What is required »
Starting at the line with "Target — window", transcribe each line through the final one, both included, and add nothing.

[Records of labeled points]
— Start —

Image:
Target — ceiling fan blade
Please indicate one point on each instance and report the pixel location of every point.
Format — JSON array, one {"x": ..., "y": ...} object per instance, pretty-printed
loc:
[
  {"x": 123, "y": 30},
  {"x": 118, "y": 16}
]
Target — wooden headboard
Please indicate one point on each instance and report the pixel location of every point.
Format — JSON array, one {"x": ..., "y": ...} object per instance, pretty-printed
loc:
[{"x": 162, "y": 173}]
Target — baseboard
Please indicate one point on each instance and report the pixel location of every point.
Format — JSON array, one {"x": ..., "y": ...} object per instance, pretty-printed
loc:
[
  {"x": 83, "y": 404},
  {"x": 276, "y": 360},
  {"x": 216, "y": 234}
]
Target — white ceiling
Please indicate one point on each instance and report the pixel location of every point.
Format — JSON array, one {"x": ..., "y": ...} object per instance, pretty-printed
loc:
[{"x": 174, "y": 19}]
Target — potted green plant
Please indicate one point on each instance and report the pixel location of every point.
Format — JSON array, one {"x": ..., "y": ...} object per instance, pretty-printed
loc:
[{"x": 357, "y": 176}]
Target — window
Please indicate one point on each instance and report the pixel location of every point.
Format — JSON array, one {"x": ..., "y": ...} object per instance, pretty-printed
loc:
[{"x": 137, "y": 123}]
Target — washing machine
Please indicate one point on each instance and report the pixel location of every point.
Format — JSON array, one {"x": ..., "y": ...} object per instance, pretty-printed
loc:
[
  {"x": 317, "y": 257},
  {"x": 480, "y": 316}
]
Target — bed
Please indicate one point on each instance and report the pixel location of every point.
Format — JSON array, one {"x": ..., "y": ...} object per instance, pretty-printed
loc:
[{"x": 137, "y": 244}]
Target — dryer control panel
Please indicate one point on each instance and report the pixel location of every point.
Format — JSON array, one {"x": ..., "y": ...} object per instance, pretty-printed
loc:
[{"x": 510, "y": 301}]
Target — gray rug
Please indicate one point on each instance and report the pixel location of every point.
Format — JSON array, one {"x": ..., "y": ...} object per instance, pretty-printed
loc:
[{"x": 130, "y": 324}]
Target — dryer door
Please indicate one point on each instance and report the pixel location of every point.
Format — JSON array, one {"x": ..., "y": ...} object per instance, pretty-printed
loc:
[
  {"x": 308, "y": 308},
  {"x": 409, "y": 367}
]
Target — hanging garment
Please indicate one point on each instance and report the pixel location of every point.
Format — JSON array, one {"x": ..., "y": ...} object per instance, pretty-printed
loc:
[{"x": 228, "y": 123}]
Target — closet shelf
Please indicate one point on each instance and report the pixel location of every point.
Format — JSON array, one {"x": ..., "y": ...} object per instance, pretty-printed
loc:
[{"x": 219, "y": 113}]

— End —

Answer to the exercise »
Target — window
Please indicate one point on each instance and report the pixel location of every point.
Format — JSON array, one {"x": ..., "y": ...} object per instance, pretty-printed
loc:
[{"x": 137, "y": 123}]
Target — washing machine
Please indicate one point on each instance and report the pixel location of every point.
Format — JSON array, one {"x": ..., "y": ...} object per instance, pretty-printed
loc:
[
  {"x": 317, "y": 257},
  {"x": 480, "y": 316}
]
Target — bed
Please indicate one point on each instance and report the pixel location of every point.
Format — JSON array, one {"x": ..., "y": ...} object per instance, pretty-printed
loc:
[{"x": 137, "y": 244}]
Target — dryer control panel
Please indicate one point on each instance and report the pixel location of every point.
Format — JSON array, one {"x": ..., "y": ...} object per instance, pretty-printed
loc:
[{"x": 510, "y": 301}]
Target — gray rug
Please indicate one point on each instance and report the pixel location of every point.
Format — JSON array, one {"x": ..., "y": ...} object per instance, pretty-printed
loc:
[{"x": 130, "y": 324}]
Target — dryer door
Please indicate one point on each instance and report the pixel location of every point.
Format — JSON array, one {"x": ..., "y": ...} object per instance, pretty-printed
loc:
[
  {"x": 308, "y": 308},
  {"x": 409, "y": 367}
]
Target — hanging garment
Please indicate one point on each instance and report the pixel location of every point.
Format — JSON array, one {"x": ..., "y": ...} object per instance, pretty-printed
loc:
[{"x": 228, "y": 123}]
Target — closet shelf
Please indicate one point on each instance and report the pixel location of every point.
Format — JSON array, one {"x": ..., "y": ...} object per instance, pretty-printed
loc:
[{"x": 219, "y": 113}]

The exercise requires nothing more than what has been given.